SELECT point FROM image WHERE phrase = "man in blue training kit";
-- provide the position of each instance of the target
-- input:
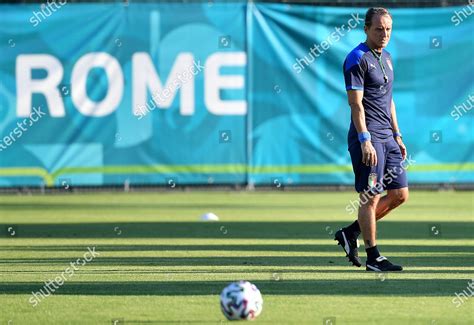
(375, 142)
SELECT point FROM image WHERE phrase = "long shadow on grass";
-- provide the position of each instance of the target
(387, 285)
(461, 260)
(208, 206)
(226, 230)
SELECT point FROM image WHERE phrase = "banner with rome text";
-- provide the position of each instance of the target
(219, 93)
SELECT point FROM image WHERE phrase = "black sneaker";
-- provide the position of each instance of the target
(349, 244)
(381, 264)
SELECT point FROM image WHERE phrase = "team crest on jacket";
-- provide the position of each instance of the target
(372, 180)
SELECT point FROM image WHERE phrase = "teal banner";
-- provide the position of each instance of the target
(174, 94)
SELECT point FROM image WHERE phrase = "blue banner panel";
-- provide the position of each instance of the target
(132, 94)
(170, 94)
(299, 111)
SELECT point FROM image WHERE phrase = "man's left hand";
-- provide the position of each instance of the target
(403, 149)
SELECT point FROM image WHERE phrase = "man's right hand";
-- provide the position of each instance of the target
(369, 155)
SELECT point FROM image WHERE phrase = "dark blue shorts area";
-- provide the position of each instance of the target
(388, 174)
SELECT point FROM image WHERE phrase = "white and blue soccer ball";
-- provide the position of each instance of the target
(241, 301)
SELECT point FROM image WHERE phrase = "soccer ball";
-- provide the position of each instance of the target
(241, 300)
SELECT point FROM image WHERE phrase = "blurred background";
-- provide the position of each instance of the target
(129, 95)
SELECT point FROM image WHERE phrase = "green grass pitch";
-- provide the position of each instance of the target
(158, 264)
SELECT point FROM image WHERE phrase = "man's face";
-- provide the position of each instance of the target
(380, 30)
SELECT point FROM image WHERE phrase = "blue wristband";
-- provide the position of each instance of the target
(364, 136)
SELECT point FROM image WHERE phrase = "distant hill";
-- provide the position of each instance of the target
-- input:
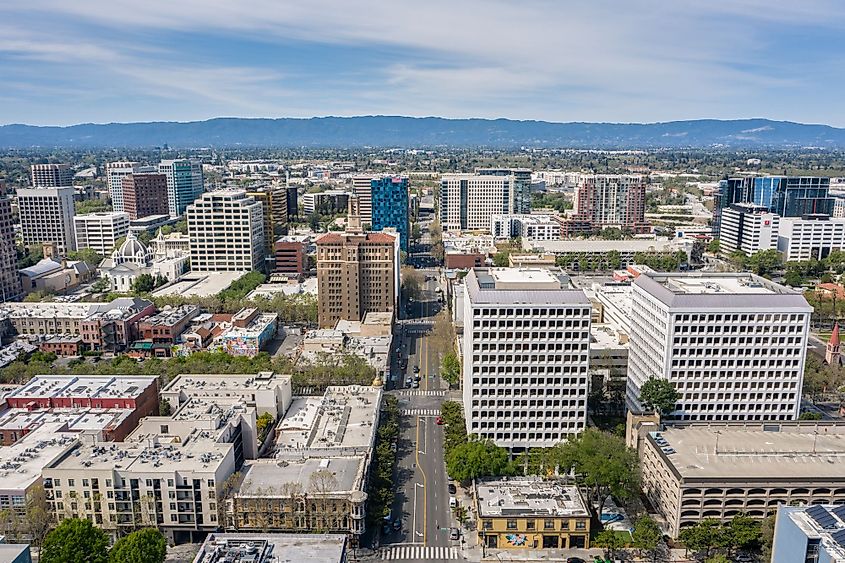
(387, 131)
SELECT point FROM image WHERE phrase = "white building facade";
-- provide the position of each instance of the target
(526, 356)
(46, 215)
(226, 229)
(733, 345)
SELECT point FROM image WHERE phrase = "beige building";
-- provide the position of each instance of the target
(357, 272)
(722, 470)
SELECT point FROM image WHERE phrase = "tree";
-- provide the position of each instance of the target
(450, 368)
(602, 463)
(75, 540)
(142, 546)
(659, 395)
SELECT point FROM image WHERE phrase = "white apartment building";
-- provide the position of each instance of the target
(526, 356)
(802, 239)
(226, 229)
(748, 229)
(46, 215)
(467, 201)
(733, 345)
(100, 231)
(534, 227)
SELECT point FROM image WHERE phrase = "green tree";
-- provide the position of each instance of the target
(142, 546)
(450, 368)
(647, 537)
(75, 540)
(602, 463)
(659, 395)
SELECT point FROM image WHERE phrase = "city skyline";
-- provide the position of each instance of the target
(88, 61)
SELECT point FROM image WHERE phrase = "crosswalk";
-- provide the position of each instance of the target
(421, 552)
(420, 412)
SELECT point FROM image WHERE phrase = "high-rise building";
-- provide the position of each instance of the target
(226, 229)
(274, 203)
(526, 356)
(468, 200)
(357, 272)
(616, 200)
(51, 175)
(748, 228)
(10, 283)
(46, 215)
(143, 194)
(184, 183)
(100, 231)
(733, 345)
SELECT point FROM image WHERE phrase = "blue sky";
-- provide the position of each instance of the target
(75, 61)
..........
→ About this task
Where an entry includes an image, leave that image out; otherwise, reproduce everything exactly.

→ Written solution
SELECT point FROM image WHERE phrase = "man in blue training kit";
-- provide the position of each instance of the target
-- input:
(375, 142)
SELECT point FROM image WHERE phrase = "long shadow on grass";
-- provide the position of each instance of the target
(387, 285)
(461, 260)
(208, 206)
(226, 230)
SELECT point FROM image WHERE phrase = "banner with rome text";
-- provide the position of each instance of the target
(219, 93)
SELECT point FROM image WHERE phrase = "black sneaker";
-- provide the position of each instance of the target
(349, 244)
(381, 264)
SELECT point FROM image WHERE phrase = "team crest on jacket";
-- provide the position of each instance of the target
(372, 180)
SELECT point FROM image WHERE phrase = "teal banner";
-- provide the position of each instance of the target
(174, 94)
SELECT point FROM image WHERE phrase = "blue banner panel";
-- provide the position of each instance of the target
(132, 94)
(170, 94)
(299, 111)
SELECT point FROM image WHERE phrase = "man's left hand";
-- provide the position of each instance of the target
(403, 149)
SELECT point FROM image WHERE phrase = "man's right hand";
-- provide the position of each instance of the target
(369, 155)
SELECT point FROM image WHERE phrase = "dark blue shorts area";
-- provide the position of each instance of the target
(388, 174)
SELECT point FROM image WHERE phrase = "white and blue soccer ball";
-- provide the position of each instance of the target
(241, 301)
SELECT point FROM image WHERE phrase = "soccer ball";
-- provide the position of each instance of the target
(241, 300)
SELECT point FROM image WHERE phrase = "blurred background";
-- provide the position of each instance of the target
(129, 95)
SELECT point FROM image WHERE phrase = "green grass pitch";
-- provide the position of each instance of the target
(158, 264)
SELECT point FROM image WHERE phrase = "man's face";
-- provide the position of each instance of the target
(380, 30)
SELECT point FROM image WHERE phrase = "blue wristband";
-- provide the position of each instance of the target
(364, 136)
SELECT point FROM image WHERE phrase = "distant hill";
-- provide the position of each instance of the target
-- input:
(387, 131)
SELECT point FROM image WHERE phrase = "white building facade";
-- provide the position of each instance of the target
(526, 356)
(46, 215)
(226, 229)
(733, 345)
SELECT point FROM image WHERE phrase = "beige building";
-- provide the position of each instance of the target
(357, 272)
(722, 470)
SELECT point FROM image WHERE phrase = "tree";
-- provide the position of each instance of the target
(450, 368)
(602, 463)
(75, 540)
(142, 546)
(659, 395)
SELECT point FROM image WHERE phrase = "white apartment building";
-- provide the position of each instance of the target
(526, 356)
(802, 239)
(226, 229)
(748, 229)
(46, 215)
(467, 201)
(733, 345)
(100, 231)
(534, 227)
SELECT point FROM image WHERE phrase = "green tree";
-- provide the position of each instance of the target
(142, 546)
(450, 368)
(647, 537)
(75, 540)
(602, 463)
(659, 395)
SELECT point FROM image WHERE phrase = "city skyline";
-- provide the position of each instance of the target
(88, 61)
SELECT point FROM image WHERE phrase = "crosswalk";
-- provide the position of each instance of the target
(421, 552)
(420, 412)
SELECT point FROM image WHERE phrase = "high-rise building";
-- provide the position of each instance of the target
(226, 229)
(274, 203)
(526, 356)
(468, 200)
(357, 272)
(616, 200)
(51, 175)
(748, 228)
(10, 283)
(46, 215)
(143, 194)
(184, 183)
(100, 231)
(733, 345)
SELECT point FROM image WHERE phrase = "blue sky";
-- provide the position of each instance of the target
(75, 61)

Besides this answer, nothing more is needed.